**YOUR GOAL**
Reproduce every line of the records below, starting with the line that contains "Tag the skylight" and going on through the end of the records, and offset each coordinate value in the answers by -121.
## Begin DATASET RECORDS
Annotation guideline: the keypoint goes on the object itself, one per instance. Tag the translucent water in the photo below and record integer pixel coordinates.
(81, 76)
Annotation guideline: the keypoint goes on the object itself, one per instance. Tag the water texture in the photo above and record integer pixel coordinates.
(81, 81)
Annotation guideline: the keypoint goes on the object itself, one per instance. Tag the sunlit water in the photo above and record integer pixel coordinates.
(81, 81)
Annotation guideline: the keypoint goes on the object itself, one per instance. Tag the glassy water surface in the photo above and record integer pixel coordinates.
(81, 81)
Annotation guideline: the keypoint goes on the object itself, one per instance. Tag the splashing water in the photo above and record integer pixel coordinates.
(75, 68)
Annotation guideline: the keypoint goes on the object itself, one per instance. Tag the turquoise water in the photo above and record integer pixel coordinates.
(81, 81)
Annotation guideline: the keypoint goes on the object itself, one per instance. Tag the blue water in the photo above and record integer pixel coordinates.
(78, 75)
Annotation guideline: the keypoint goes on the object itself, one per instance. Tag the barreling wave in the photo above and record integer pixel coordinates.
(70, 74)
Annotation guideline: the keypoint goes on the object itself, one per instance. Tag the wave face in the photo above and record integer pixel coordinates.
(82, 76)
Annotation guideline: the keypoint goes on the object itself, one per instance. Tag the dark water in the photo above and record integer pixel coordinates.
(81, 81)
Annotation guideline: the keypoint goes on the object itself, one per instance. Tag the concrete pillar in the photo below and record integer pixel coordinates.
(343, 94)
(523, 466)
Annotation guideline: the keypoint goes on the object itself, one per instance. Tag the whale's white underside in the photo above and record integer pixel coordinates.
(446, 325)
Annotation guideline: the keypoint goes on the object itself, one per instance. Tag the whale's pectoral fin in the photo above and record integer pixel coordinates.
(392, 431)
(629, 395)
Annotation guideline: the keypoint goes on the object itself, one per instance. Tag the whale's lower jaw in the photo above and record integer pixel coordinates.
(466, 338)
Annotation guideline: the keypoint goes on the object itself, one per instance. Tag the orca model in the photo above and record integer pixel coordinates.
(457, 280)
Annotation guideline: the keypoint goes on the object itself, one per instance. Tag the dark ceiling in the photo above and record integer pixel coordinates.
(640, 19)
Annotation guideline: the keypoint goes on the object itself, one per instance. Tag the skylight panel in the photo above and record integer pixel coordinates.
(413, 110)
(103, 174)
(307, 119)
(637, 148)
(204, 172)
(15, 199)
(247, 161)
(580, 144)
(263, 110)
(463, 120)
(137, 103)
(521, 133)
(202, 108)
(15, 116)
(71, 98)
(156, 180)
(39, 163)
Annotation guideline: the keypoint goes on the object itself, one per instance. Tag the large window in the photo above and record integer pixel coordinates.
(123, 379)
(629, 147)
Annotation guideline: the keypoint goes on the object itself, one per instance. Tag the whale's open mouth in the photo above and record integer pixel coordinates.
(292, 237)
## End DATASET RECORDS
**THE SOLUTION**
Annotation guideline: the keypoint goes on the object itself, one per instance. Tag the skylight panel in the photo above and record integer pixel coordinates.
(292, -11)
(-18, 53)
(186, -2)
(516, 27)
(83, 51)
(-106, 78)
(126, 40)
(459, 23)
(142, -11)
(342, -1)
(16, -18)
(400, 12)
(81, -13)
(-106, -5)
(-50, -23)
(35, 59)
(-82, 42)
Annotation guideline: the keypoint goes on the object itself, one per instance. Tag the large window in the photo above and record integer pixel coordinates.
(2, 258)
(508, 26)
Annotation guideline: the keypoint goes on the object itself, one per instance. Tag the whale's open mouth in the photo above and record integer pixel coordinates.
(171, 116)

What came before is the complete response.